**Consegna 1**
Elenca tutte le voci, separate da lineette, della riga che segue immediatamente il titolo dell'ordinanza della Cassazione riportata qui sotto.

***

CORTE di CASSAZIONE, sezione lavoro, ordinanza n. 14728 depositata il 27 maggio 2024
Lavoro – Sanzione disciplinare dipendente – Sospensione dal servizio – Privazione retribuzione – Grave negligenza – Tardività contestazione disciplinare – Rigetto
Fatti di causa
1. Con la sentenza in epigrafe indicata, la Corte d’appello di Caltanissetta, in accoglimento dell’appello proposto da G.G. contro la sentenza del Tribunale della medesima sede, e in riforma della stessa decisione, rigettava le domande proposte da P.I. s.p.a. nei confronti del suddetto lavoratore con ricorso depositato il 10 luglio 2012.
2. Premetteva la Corte territoriale: che con quel ricorso introduttivo P.I. s.p.a. aveva chiesto al giudice adito che venisse dichiarata la legittimità della sanzione disciplinare irrogata al proprio dipendente, G.G., con provvedimento del 7 maggio 2012, consistente nella sospensione dal servizio per dieci giorni, con privazione della retribuzione, ai sensi degli artt. 53, 54 e 55 del CCNL del 14 aprile 2011 per i dipendenti di P.I.; e che il fatto posto a fondamento di detta sanzione era costituito dall’avere negoziato, provvedendo al rimborso delle somme in essi risultanti, buoni postali fruttiferi contraffatti (in quanto “clonati”); che le operazioni di pagamento erano avvenute presso l’ufficio postale di Sommatino in cinque riprese, la prima il 2 maggio 2011 e l’ultima il 25 ottobre 2011; che di esse il G. veniva chiamato a rispondere sia per averne personalmente eseguite alcune, sia, a titolo di culpa in vigilando, per i periodi in cui aveva svolto le funzioni di direttore dell’ufficio (dal 14 al 25 giugno 2011 e dal 22 agosto al 5 settembre 2011); che in merito la datrice di lavoro contestava al dipendente la grave negligenza, per non essersi avveduto della grossolana e palese incongruenza grafica dei buoni contraffatti; che, con la sentenza appellata dal lavoratore, il primo giudice aveva accolto il ricorso di P.I. , dichiarando la legittimità della sanzione irrogata al G.

***

**Consegna 2**
Riscala i record dalla riga che contiene "Scan the photo above and find every cemetery" fino alla riga che contiene "10 508 383 591", compresa, e riporta soltanto queste righe, richieste incluse. Moltiplica per 1,5 ogni coordinata dei riquadri nelle risposte, ma non i numeri delle richieste né quelli degli esempi di formato, e arrotonda all'intero, con le metà per eccesso.

***

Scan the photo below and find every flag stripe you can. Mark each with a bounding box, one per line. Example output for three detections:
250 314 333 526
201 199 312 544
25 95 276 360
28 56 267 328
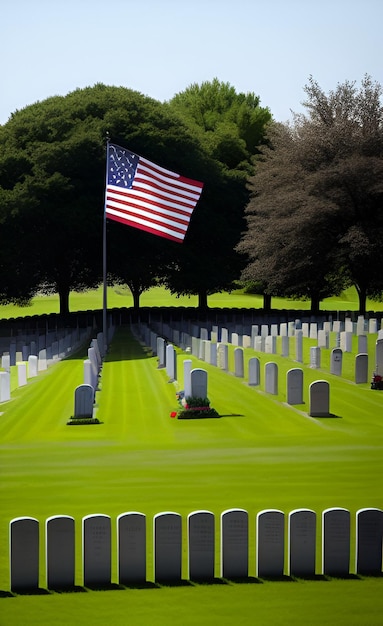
105 144 203 242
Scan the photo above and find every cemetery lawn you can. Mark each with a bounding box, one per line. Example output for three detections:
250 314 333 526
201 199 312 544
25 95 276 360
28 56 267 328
0 329 383 626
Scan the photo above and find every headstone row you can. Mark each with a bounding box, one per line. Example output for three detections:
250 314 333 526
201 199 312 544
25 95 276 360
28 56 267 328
10 508 383 591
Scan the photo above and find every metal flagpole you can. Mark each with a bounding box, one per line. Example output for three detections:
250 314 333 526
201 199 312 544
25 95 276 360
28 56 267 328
102 132 109 355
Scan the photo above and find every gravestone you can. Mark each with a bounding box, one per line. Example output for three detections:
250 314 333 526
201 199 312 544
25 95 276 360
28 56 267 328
330 348 343 376
340 330 352 352
234 348 245 378
184 359 192 398
17 363 27 387
117 511 146 585
375 339 383 376
355 508 383 576
74 385 94 417
322 508 350 576
38 348 48 372
153 511 182 582
309 380 330 417
190 367 207 398
9 517 39 592
318 329 330 349
358 335 368 354
286 367 303 404
221 328 229 343
165 343 177 382
355 354 368 384
0 372 11 402
45 515 75 589
282 335 290 358
295 330 303 363
217 343 229 372
265 335 277 354
157 337 166 368
288 509 316 576
82 514 111 587
221 509 249 579
1 354 11 373
256 509 285 578
368 317 378 334
187 511 215 580
28 354 38 378
249 356 261 387
310 346 321 369
265 362 278 396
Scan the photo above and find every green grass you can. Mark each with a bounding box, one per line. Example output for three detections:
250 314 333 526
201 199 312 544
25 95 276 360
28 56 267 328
0 330 383 626
0 286 383 319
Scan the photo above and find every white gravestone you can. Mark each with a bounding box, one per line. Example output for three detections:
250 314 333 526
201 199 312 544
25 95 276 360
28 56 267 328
265 362 278 396
184 359 192 398
358 335 368 354
0 372 11 402
45 515 75 589
82 514 111 587
330 348 343 376
153 511 182 582
282 335 290 358
17 363 27 387
309 380 330 417
74 385 94 417
288 509 316 576
322 508 350 576
187 511 215 580
221 509 249 579
234 348 245 378
256 509 285 578
295 330 303 363
117 511 146 585
9 517 39 591
355 508 383 576
375 339 383 376
355 354 368 384
249 356 261 387
28 354 38 378
157 337 166 368
217 343 229 372
166 343 177 382
310 346 321 369
190 368 207 398
286 367 303 404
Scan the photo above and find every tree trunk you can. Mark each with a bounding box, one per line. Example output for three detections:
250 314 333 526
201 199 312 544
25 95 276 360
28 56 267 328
58 286 70 316
310 293 320 315
355 285 367 315
198 289 208 311
263 293 271 311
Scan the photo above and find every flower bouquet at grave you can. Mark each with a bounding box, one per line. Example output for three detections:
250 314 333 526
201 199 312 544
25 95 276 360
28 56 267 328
171 392 219 419
371 372 383 390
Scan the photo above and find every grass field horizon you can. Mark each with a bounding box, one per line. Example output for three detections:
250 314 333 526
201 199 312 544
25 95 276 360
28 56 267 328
0 286 383 321
0 294 383 626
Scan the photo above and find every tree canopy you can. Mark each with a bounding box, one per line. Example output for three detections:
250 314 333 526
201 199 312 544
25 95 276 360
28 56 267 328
238 76 383 312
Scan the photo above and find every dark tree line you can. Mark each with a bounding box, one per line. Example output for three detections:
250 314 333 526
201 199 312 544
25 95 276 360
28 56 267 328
237 76 383 313
0 81 271 313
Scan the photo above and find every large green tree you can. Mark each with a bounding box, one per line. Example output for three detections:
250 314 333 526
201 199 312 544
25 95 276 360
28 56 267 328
238 76 383 312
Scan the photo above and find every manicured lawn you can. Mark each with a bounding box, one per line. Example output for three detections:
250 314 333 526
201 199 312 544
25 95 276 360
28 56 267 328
0 330 383 626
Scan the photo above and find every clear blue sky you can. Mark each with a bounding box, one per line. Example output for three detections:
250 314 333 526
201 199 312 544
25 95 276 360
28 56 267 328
0 0 383 124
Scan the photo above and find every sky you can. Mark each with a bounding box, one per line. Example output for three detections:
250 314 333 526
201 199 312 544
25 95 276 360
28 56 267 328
0 0 383 124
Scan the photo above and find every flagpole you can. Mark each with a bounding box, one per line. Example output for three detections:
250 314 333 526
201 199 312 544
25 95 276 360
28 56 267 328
102 132 109 355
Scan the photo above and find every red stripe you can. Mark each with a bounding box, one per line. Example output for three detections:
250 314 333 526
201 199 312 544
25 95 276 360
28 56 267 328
108 215 184 243
106 203 189 232
107 191 194 222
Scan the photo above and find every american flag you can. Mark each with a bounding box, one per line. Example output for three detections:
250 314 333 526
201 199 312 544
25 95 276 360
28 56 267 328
105 144 203 243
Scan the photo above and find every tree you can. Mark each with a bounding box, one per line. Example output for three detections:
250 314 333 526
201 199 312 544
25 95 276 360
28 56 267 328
164 79 271 308
238 76 383 312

***

**Risultato corretto 1**
Lavoro
Sanzione disciplinare dipendente
Sospensione dal servizio
Privazione retribuzione
Grave negligenza
Tardività contestazione disciplinare
Rigetto

**Risultato corretto 2**
Scan the photo above and find every cemetery lawn you can. Mark each with a bounding box, one per line. Example output for three detections:
250 314 333 526
201 199 312 544
25 95 276 360
28 56 267 328
0 494 575 939
Scan the photo above and find every headstone row you can. Mark each with a bounding box, one per line. Example output for three detections:
250 314 333 526
201 199 312 544
25 95 276 360
28 56 267 328
15 762 575 887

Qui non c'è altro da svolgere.